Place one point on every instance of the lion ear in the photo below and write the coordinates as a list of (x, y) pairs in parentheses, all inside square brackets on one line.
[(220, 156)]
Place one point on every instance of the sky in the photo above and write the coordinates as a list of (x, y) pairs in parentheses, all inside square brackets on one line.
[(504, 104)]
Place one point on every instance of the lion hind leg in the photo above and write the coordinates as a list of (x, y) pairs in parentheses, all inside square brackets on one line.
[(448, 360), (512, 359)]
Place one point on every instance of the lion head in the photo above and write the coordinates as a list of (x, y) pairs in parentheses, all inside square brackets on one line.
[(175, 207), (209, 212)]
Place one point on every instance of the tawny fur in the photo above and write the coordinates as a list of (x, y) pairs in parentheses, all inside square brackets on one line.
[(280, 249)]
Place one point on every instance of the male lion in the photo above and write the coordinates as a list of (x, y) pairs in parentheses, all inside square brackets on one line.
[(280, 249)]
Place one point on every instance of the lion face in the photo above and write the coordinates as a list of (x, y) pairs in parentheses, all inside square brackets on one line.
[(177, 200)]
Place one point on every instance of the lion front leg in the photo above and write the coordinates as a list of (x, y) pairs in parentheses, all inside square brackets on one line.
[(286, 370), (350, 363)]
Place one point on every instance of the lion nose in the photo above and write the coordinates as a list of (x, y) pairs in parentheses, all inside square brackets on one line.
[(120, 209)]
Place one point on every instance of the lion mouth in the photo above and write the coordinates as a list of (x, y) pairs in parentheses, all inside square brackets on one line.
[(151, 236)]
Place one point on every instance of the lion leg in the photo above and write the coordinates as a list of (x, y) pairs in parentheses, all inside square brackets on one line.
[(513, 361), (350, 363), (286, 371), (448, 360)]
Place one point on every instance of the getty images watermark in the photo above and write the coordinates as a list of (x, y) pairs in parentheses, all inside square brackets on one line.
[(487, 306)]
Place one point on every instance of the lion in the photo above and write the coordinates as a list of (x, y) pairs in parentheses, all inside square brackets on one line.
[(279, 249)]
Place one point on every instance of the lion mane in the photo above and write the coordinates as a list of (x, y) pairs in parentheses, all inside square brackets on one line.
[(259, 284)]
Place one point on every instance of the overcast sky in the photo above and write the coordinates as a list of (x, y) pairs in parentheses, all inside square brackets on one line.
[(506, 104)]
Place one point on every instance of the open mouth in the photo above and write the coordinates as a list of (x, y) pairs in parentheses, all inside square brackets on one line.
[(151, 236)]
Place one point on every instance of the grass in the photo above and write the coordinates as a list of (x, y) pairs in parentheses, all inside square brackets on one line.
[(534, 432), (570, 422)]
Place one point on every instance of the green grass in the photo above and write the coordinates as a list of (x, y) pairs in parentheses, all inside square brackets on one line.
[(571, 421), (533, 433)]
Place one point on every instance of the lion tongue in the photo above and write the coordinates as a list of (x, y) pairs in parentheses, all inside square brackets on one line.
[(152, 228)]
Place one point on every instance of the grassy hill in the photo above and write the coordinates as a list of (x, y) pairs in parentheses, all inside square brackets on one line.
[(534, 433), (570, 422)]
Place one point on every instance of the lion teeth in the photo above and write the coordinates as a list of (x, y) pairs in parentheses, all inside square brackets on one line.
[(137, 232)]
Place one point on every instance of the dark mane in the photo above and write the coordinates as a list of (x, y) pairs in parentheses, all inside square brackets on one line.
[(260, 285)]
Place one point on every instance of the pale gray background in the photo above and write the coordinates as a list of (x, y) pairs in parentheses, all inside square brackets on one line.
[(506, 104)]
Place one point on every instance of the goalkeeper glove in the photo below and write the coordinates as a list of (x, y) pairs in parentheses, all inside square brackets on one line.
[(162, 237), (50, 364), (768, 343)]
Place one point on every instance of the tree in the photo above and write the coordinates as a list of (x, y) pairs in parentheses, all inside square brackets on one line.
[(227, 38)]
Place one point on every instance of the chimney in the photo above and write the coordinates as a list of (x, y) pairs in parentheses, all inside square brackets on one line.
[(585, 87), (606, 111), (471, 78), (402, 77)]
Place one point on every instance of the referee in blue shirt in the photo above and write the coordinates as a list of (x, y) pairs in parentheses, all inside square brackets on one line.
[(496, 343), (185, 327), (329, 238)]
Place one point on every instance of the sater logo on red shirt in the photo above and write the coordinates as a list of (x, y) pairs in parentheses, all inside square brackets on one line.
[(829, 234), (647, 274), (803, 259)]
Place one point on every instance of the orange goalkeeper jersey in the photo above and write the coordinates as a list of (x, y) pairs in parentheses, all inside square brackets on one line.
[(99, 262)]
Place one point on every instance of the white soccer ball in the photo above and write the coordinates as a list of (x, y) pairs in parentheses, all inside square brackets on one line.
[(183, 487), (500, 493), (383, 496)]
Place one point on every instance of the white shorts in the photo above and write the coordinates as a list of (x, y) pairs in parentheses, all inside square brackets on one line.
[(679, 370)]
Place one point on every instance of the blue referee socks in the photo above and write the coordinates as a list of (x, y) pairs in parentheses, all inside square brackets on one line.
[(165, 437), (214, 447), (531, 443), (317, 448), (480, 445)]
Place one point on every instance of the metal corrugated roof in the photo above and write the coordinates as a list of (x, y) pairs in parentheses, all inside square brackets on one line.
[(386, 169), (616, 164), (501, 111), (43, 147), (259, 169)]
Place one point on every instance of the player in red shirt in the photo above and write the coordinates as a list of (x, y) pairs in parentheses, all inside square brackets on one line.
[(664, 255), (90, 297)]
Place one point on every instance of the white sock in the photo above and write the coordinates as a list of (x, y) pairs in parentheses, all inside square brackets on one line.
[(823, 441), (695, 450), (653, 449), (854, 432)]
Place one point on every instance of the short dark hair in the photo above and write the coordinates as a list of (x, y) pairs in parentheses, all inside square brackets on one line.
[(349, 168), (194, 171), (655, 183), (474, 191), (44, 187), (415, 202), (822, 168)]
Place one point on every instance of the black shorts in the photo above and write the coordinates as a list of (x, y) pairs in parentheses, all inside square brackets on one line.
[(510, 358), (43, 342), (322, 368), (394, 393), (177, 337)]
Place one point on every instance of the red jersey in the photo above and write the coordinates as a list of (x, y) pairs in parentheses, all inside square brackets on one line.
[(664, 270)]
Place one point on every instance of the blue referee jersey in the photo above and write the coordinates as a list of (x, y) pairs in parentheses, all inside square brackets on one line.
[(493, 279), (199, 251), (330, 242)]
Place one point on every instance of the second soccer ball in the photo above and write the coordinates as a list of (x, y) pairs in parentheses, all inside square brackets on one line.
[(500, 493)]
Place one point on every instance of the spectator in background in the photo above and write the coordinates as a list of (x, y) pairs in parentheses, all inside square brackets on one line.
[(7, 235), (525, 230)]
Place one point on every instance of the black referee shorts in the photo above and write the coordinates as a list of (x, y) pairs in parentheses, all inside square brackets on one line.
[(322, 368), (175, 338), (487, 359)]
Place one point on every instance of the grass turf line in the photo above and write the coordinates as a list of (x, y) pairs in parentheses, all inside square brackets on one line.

------------------------------------------------------------------------

**Wat te maken:** Schrijf alle items hierboven alsjeblieft letterlijk over, van het eerste tot en met het laatste.

**Antwoord:**
Place one point on every instance of the lion ear in the photo below and write the coordinates as a list of (x, y) pairs in parentheses, all inside square brackets on one line.
[(220, 156)]
Place one point on every instance of the sky in the photo above and write the coordinates as a list of (x, y) pairs in parentheses, all inside square brackets on one line.
[(504, 104)]
Place one point on every instance of the lion hind leg in the photo above and write the coordinates as a list of (x, y) pairs in parentheses, all inside square brackets on one line.
[(448, 360), (512, 359)]
Place one point on every instance of the lion head in the photo above and write the coordinates as a list of (x, y) pairs in parentheses, all inside square brackets on one line.
[(175, 207), (209, 212)]
Place one point on every instance of the tawny fur in the photo above and write the coordinates as a list of (x, y) pairs in parentheses, all inside square brackets on one line.
[(280, 249)]
Place one point on every instance of the male lion in the photo above and write the coordinates as a list of (x, y) pairs in parentheses, all inside square brackets on one line.
[(280, 249)]
Place one point on every instance of the lion face in the photo above and write the coordinates as a list of (x, y) pairs in parentheses, all inside square brackets on one line.
[(177, 200)]
Place one point on every instance of the lion front leg in the photo above and write the coordinates as a list of (x, y) pairs in parentheses, all inside square brackets on one line.
[(286, 370), (350, 363)]
Place one point on every instance of the lion nose in the photo above and write the coordinates as a list of (x, y) pairs in parentheses, all inside square brackets on one line.
[(120, 209)]
Place one point on every instance of the lion mouth in the photo above and write the coordinates as a list of (x, y) pairs in parentheses, all inside square brackets on one line.
[(151, 236)]
Place one point on every instance of the lion leg in the photo above and write the coordinates as a list of (x, y) pairs in parentheses, all inside square brackets on one line.
[(513, 361), (350, 363), (286, 371), (448, 360)]
Place one point on every instance of the getty images watermark in the photo above and write the coordinates as a list of (x, y) pairs in parentheses, all inside square brackets on one line.
[(487, 306)]
Place one point on every instance of the lion in the photo above and write the coordinates as a list of (x, y) pairs in parentheses, all inside square brackets on one line.
[(279, 249)]
Place one point on every instance of the lion mane in the photo above and write the coordinates as a list of (x, y) pairs in parentheses, all inside square brackets on one line.
[(259, 284)]
Place one point on every instance of the overcast sky in the photo above and write the coordinates as a list of (x, y) pairs in parentheses, all inside square brackets on one line.
[(506, 104)]
Place one point on every instance of the open mouth in the photo above and write the coordinates as a list of (x, y) pairs in parentheses, all inside square brackets on one line.
[(151, 236)]
Place one point on every instance of the grass in the photo above and write the coordinates as a list of (x, y) pairs in parentheses, all inside square brackets on one line.
[(534, 432), (570, 422)]
Place one point on every instance of the green grass in the photo above and write the coordinates as a list of (x, y) pairs in parentheses, all inside square brackets on one line.
[(571, 421), (533, 433)]
Place one point on every instance of the lion tongue in the photo above and write the coordinates as a list of (x, y) pairs in parentheses, all inside square brackets on one line.
[(152, 228)]
Place one point on every instance of the grassy hill in the photo above and write the coordinates as a list of (x, y) pairs in parentheses, all inside square brackets on one line.
[(534, 433), (570, 422)]
Place one point on every instance of the lion teeth in the photo above and write the coordinates as a list of (x, y) pairs in parentheses, all inside square brackets on one line.
[(137, 232)]
Place one point on every instance of the dark mane in the photo above and write the coordinates as a list of (x, y) pairs in parentheses, all inside square brackets on one line.
[(260, 285)]
Place one point on every instance of the pale gray background in the photo above and write the coordinates as a list of (x, y) pairs in parentheses, all inside square brackets on one line.
[(506, 104)]
Place one point on every instance of the goalkeeper glove in the photo below and write the coordinates as a list of (x, y) pairs in parentheses, all inside square brackets on one line.
[(162, 237), (50, 364), (768, 343)]
Place one point on every instance of the tree in the photo above and write the coordinates as a list of (x, y) pairs in parentheses, all inside square brackets on one line.
[(227, 38)]
Place one point on every instance of the chimney in the photo above and write the coordinates as a list of (x, y) pairs in parentheses, all inside square brackets on one line.
[(585, 87), (606, 111), (471, 78), (402, 77)]
Place one point on every instance of the referee in blue shirt in the photo above and write the coordinates as a list of (x, y) pairs in parentheses, all inside square brackets on one line.
[(496, 343), (185, 327), (329, 238)]
Place one point on every instance of the sater logo on red shirt in the photo above and write the coordinates as a list of (x, y) pairs in parentheses, all inside square brackets on one line.
[(829, 234), (647, 274), (803, 259)]
Place one point on every instance of the orange goalkeeper jersey in the photo above and write the coordinates as a list of (x, y) pairs in parentheses, all inside square brackets on one line.
[(99, 262)]
Place one point on every instance of the white soccer ball in the photo above and write the coordinates as a list of (x, y) pairs in parentheses, all inside square brackets on one line.
[(183, 487), (500, 493), (383, 496)]
Place one point on every instance of the white shorts in the photo above and write the coordinates as a list of (x, y) pairs in parentheses, all inside square brackets on one line.
[(679, 370)]
Place one point on every instance of the blue referee socks in the photo above and write the coordinates as a list of (x, y) pairs in parentheses, all inside square brackets on one line.
[(165, 437), (214, 447), (531, 443), (317, 448), (480, 445)]
Place one point on every instance of the metal corrugated roof in the photo above and write the coordinates as a list of (x, y) pairs in parentheses, all inside square brackets on one line.
[(386, 169), (616, 164), (501, 111), (43, 147), (259, 169)]
Place one point on every instance of the player in red shirt in the photo above and write the coordinates as a list of (x, y) pairs in parentheses, all inside square brackets on one line.
[(664, 255), (90, 297)]
Place one point on every instance of the white sock in the photo above and write the coordinates as a list of (x, y) pairs in parentheses, all inside square brackets on one line.
[(823, 441), (695, 450), (653, 449), (854, 432)]
Place one point on every instance of the short dark hair in the photo above and write the coordinates as a list of (x, y) pairs in parentheses, all inside square brackets on one line.
[(349, 168), (194, 171), (655, 183), (474, 191), (44, 187), (415, 202), (822, 168)]
Place one point on every instance of the black shorts in the photo above and write the coordinates as a list of (x, y) pairs in parentheses, all inside square brackets on one line.
[(510, 358), (43, 342), (322, 368), (394, 393), (177, 337)]
Place one point on every instance of the red jersey in the photo above and write the coordinates as a list of (x, y) pairs in parentheses, all inside square brackets on one line.
[(664, 270)]
Place one point on every instance of the blue referee jersey in the photo above and write the coordinates as a list of (x, y) pairs in parentheses, all inside square brackets on one line.
[(493, 279), (199, 251), (330, 242)]
Place one point on every instance of the second soccer ball in the photo above and write the coordinates as a list of (x, y) pairs in parentheses, all inside square brackets on one line.
[(500, 493)]
Place one point on every instance of the spectator in background in the photo above and write the coordinates as a list of (x, y) pairs in parentheses, all inside square brackets on one line.
[(7, 235), (525, 230)]
Place one point on every instance of the black referee shorts in the photo above and write the coordinates as a list of (x, y) pairs in parentheses, all inside square brackets on one line.
[(322, 368), (175, 338), (487, 359)]
Place one point on every instance of the grass turf line in the photo above and write the coordinates as a list of (x, y) pairs in parentheses, all inside square brackets on one line.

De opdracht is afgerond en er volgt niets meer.